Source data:
*-*-*

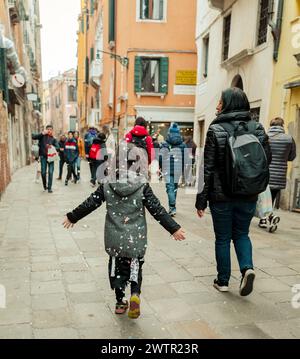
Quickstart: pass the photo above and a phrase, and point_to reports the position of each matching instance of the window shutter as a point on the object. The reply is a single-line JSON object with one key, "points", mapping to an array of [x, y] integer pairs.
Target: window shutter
{"points": [[111, 35], [138, 74], [3, 74], [164, 75], [92, 7], [161, 9]]}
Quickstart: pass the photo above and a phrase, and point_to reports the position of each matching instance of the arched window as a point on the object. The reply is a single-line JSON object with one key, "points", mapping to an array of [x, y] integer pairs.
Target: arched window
{"points": [[238, 82], [72, 93]]}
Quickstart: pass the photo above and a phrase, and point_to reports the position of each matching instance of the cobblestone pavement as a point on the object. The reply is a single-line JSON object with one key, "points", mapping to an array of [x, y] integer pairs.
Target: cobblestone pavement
{"points": [[57, 287]]}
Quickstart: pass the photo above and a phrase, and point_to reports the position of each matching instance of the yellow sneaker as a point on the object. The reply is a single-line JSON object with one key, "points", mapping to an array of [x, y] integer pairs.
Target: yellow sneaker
{"points": [[135, 307]]}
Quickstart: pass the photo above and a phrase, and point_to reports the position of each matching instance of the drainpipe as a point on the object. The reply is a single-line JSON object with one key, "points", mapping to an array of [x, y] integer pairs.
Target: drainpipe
{"points": [[276, 29], [11, 54]]}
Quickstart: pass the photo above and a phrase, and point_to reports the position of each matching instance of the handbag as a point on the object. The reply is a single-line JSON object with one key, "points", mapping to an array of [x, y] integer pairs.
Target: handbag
{"points": [[52, 154], [264, 204]]}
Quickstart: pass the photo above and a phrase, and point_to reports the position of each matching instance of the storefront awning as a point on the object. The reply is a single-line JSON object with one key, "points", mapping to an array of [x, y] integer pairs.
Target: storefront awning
{"points": [[292, 85]]}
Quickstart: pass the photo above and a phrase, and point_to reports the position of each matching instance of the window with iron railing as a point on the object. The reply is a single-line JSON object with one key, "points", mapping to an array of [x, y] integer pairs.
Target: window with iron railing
{"points": [[205, 56], [152, 9], [226, 36]]}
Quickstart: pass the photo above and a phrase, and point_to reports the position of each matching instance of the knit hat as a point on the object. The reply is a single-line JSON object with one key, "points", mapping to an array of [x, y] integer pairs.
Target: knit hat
{"points": [[101, 136], [174, 128]]}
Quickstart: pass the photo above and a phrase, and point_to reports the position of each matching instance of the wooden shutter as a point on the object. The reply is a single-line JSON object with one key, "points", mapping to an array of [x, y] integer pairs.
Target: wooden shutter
{"points": [[87, 70], [164, 75], [138, 74], [111, 21], [92, 7], [3, 74], [161, 9]]}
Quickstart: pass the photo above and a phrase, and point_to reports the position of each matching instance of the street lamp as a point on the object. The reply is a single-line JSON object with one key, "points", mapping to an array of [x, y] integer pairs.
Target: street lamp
{"points": [[124, 61]]}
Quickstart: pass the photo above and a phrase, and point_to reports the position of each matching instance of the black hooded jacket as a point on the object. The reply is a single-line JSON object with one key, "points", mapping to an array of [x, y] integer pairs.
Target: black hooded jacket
{"points": [[214, 159]]}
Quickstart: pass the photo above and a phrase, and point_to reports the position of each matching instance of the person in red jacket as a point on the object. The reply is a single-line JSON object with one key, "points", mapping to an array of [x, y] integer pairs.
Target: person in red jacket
{"points": [[140, 137]]}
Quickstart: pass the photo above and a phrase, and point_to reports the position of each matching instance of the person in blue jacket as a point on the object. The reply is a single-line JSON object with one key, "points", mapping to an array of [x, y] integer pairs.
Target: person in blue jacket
{"points": [[71, 155]]}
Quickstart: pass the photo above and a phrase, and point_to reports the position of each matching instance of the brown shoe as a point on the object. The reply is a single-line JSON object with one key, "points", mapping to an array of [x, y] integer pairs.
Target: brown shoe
{"points": [[121, 307]]}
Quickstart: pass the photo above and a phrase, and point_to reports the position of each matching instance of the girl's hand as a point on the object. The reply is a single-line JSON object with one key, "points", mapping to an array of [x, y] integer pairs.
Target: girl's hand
{"points": [[201, 213], [179, 235], [67, 224]]}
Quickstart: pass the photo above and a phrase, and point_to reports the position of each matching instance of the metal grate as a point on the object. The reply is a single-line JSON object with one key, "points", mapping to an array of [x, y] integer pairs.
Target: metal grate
{"points": [[226, 36], [263, 21], [255, 112]]}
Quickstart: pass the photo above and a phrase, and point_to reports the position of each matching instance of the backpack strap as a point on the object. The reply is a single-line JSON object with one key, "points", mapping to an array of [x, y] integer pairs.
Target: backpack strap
{"points": [[251, 125], [229, 128]]}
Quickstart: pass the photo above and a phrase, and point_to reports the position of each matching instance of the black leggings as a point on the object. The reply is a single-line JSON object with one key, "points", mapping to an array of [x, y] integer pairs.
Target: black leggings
{"points": [[119, 282], [275, 197]]}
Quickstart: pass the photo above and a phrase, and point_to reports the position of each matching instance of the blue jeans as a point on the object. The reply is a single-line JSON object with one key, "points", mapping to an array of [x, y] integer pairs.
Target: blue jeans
{"points": [[77, 166], [44, 165], [232, 222], [172, 189]]}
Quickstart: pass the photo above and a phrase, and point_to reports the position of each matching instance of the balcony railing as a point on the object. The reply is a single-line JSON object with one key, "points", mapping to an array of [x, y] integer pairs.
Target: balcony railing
{"points": [[218, 4], [96, 72], [14, 11], [94, 117]]}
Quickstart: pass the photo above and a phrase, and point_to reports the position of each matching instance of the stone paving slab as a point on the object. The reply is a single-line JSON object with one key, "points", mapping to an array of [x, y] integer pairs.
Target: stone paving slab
{"points": [[57, 285]]}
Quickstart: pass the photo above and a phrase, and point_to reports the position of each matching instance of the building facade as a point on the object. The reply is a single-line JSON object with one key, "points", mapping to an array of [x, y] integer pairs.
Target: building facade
{"points": [[60, 103], [140, 60], [235, 41], [20, 82], [285, 100]]}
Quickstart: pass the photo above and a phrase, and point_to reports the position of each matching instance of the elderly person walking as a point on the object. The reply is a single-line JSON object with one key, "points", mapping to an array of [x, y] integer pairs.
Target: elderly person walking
{"points": [[283, 149]]}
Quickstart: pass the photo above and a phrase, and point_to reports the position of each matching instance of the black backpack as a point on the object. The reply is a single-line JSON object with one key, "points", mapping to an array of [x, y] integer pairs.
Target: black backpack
{"points": [[246, 164]]}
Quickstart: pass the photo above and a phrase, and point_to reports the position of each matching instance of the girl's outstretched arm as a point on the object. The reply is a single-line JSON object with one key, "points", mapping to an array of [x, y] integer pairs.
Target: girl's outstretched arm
{"points": [[88, 206]]}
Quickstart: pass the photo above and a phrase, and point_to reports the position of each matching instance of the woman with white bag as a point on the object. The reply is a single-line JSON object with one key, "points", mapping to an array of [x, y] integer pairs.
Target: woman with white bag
{"points": [[264, 211]]}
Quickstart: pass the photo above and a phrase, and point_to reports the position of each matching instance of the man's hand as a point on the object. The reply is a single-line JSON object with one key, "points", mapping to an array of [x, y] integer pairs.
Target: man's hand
{"points": [[201, 213], [179, 235], [67, 224]]}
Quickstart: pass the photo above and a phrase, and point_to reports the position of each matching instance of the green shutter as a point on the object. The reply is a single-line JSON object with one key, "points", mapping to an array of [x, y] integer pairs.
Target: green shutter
{"points": [[92, 7], [3, 74], [164, 75], [138, 74], [111, 21], [92, 54], [87, 70]]}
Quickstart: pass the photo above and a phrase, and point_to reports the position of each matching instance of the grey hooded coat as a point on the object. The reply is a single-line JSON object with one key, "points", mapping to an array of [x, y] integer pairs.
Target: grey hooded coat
{"points": [[283, 149], [125, 223]]}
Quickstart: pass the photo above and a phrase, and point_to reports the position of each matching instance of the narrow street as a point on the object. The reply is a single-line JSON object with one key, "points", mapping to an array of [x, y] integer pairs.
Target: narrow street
{"points": [[57, 286]]}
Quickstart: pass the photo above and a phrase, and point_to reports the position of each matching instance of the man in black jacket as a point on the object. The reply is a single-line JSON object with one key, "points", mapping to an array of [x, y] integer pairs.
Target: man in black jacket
{"points": [[46, 139]]}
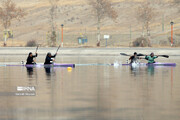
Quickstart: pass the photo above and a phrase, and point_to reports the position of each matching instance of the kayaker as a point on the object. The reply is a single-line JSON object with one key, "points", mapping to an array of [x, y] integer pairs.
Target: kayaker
{"points": [[151, 58], [134, 58], [30, 59], [49, 58]]}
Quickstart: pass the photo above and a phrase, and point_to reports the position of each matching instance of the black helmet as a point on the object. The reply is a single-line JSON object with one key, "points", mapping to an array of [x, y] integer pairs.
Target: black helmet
{"points": [[48, 54], [30, 53]]}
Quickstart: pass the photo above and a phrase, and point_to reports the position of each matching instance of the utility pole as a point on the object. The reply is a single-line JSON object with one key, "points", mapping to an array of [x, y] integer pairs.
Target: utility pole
{"points": [[163, 23], [62, 35], [172, 33]]}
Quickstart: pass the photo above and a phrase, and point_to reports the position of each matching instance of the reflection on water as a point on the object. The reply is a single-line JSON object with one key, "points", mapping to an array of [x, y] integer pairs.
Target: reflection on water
{"points": [[91, 92]]}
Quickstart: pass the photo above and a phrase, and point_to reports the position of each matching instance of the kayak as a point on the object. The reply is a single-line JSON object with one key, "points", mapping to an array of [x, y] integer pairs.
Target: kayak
{"points": [[138, 64], [42, 65], [92, 64], [151, 64]]}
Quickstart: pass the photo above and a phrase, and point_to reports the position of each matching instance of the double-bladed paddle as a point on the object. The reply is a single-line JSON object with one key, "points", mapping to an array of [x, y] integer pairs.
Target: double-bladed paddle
{"points": [[124, 54], [166, 56], [37, 48], [58, 49]]}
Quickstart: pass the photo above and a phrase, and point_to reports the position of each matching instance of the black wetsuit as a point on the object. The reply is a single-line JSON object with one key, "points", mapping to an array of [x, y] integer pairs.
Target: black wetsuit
{"points": [[48, 59], [30, 59], [133, 59]]}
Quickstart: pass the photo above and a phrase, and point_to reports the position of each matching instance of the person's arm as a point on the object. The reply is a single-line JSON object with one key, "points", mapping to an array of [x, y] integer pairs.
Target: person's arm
{"points": [[146, 57], [35, 55], [156, 56], [130, 58], [54, 55]]}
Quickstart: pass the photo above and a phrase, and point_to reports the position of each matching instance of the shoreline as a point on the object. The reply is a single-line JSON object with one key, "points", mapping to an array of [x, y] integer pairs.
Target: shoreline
{"points": [[88, 51]]}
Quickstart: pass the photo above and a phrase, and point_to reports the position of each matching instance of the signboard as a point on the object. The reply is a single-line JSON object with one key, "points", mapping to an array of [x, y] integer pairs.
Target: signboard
{"points": [[106, 36]]}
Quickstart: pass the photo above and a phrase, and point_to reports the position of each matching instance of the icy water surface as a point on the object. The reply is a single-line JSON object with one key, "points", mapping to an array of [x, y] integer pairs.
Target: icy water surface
{"points": [[90, 92]]}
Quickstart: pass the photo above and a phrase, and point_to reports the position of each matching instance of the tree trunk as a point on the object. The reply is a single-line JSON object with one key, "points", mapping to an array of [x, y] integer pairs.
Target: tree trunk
{"points": [[99, 33]]}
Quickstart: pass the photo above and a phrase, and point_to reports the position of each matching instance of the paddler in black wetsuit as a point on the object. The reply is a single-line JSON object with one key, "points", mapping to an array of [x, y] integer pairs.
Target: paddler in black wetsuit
{"points": [[134, 58], [49, 59], [30, 59]]}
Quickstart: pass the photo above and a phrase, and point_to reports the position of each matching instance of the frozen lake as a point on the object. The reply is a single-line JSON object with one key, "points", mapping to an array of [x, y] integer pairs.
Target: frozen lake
{"points": [[90, 92]]}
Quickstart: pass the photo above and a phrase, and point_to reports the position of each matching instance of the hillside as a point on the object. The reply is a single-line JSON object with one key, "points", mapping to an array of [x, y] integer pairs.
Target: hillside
{"points": [[77, 17]]}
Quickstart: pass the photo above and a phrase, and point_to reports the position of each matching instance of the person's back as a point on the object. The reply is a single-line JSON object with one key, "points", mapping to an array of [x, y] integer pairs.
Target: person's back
{"points": [[151, 58], [134, 58], [49, 59], [30, 59]]}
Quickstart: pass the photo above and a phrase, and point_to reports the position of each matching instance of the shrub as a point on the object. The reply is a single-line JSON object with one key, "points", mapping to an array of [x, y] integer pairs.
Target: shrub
{"points": [[141, 42], [31, 43]]}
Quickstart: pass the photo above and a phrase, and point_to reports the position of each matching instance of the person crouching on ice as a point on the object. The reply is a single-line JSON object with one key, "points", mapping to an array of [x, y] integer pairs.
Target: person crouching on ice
{"points": [[49, 59]]}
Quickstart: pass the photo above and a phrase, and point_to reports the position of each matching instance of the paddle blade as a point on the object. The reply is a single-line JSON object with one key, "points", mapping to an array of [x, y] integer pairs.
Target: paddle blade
{"points": [[124, 54], [140, 54], [166, 56], [58, 48]]}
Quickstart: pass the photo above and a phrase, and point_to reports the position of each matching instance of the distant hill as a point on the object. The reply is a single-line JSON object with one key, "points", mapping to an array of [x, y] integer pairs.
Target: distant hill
{"points": [[77, 17]]}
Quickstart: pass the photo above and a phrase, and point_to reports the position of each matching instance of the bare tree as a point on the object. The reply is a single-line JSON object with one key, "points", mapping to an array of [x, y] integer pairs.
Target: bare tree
{"points": [[145, 14], [102, 9], [53, 16], [9, 12]]}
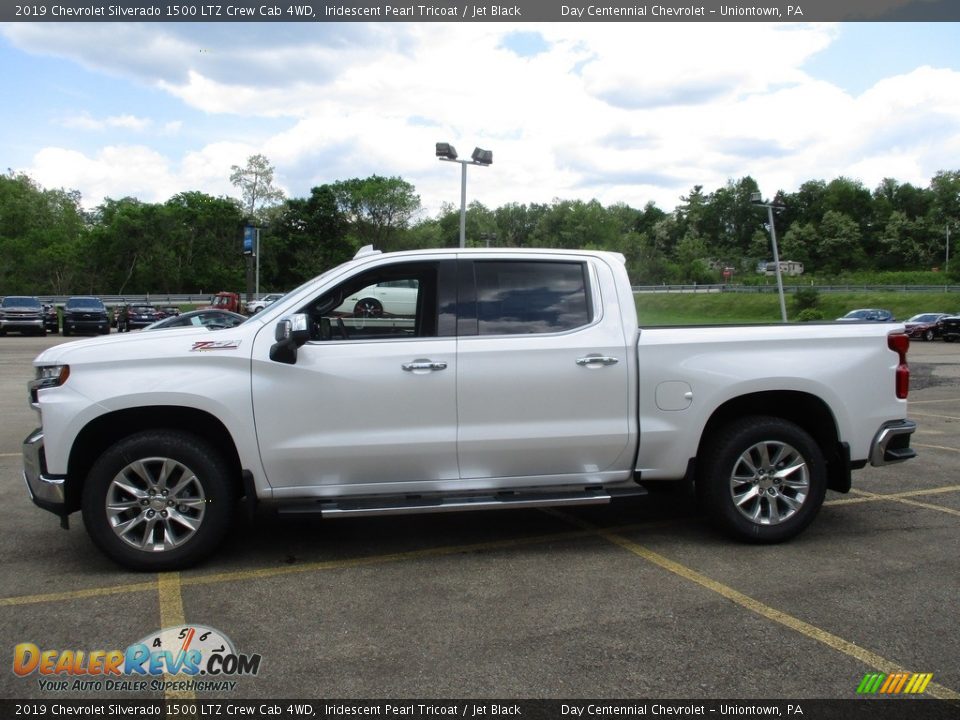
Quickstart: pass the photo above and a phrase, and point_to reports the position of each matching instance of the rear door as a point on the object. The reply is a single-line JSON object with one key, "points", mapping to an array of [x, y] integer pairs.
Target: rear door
{"points": [[543, 384]]}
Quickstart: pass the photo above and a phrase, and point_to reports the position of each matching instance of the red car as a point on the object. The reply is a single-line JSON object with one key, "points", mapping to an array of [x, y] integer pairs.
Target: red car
{"points": [[925, 326]]}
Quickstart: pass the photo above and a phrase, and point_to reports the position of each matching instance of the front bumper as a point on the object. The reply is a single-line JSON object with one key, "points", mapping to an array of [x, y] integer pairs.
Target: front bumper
{"points": [[891, 444], [89, 326], [16, 324], [46, 491]]}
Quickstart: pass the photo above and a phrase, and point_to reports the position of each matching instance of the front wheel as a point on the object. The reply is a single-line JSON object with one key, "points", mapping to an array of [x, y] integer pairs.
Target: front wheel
{"points": [[763, 479], [158, 500]]}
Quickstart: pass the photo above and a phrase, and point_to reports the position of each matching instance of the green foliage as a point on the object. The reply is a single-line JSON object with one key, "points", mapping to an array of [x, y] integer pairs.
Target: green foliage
{"points": [[842, 232], [806, 299], [738, 307], [809, 315]]}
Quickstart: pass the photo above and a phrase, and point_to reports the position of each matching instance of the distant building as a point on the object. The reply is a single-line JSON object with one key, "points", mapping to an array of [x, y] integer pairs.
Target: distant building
{"points": [[787, 267]]}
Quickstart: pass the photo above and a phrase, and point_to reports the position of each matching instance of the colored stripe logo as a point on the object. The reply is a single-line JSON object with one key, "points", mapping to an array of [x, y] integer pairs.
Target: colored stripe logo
{"points": [[894, 684]]}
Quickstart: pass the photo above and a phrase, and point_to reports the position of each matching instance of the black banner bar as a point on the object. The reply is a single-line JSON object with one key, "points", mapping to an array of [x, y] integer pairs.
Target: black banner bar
{"points": [[480, 11], [865, 709]]}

*-*-*

| Your goal |
Transcribe, exactly and without additions, the lines of the records above, beginning with the line that contains "Target: wooden shutter" and ending with the line that contains "blue jacket as", both included.

| Response area |
Target: wooden shutter
{"points": [[87, 70], [164, 75], [138, 74], [111, 21], [92, 7], [3, 74], [161, 9]]}
Quickstart: pass the photo above and a phrase, and point_to reports the position of each matching instance of the street lamp as a point on the object. The reply is a single-line JSON object with one key, "points", mapping to an array of [x, y] integer pairs.
Target: street lamp
{"points": [[124, 61]]}
Quickstart: pass the photo above and a phrase, and point_to reports the position of each matching instance of the black hooded jacket as a point on the object. The reply is a single-line JSON object with one key, "points", mapping to an array of [x, y] integer pairs.
Target: black hooded jacket
{"points": [[214, 159]]}
Quickstart: pass the photo above and a phrase, and point_to reports the position of each matching instance of the person in red jacket as a point on the object. The reply is a single-line JSON object with one key, "points", mapping to an array of [x, y] integer pairs.
Target: person in red jacket
{"points": [[140, 137]]}
Quickstart: pass the photo above and a phrase, and point_to reports the position of each matching instance of the person in blue jacket as a point on the object. The reply is a single-line JSON object with one key, "points", mapping to an array of [x, y] integer pairs.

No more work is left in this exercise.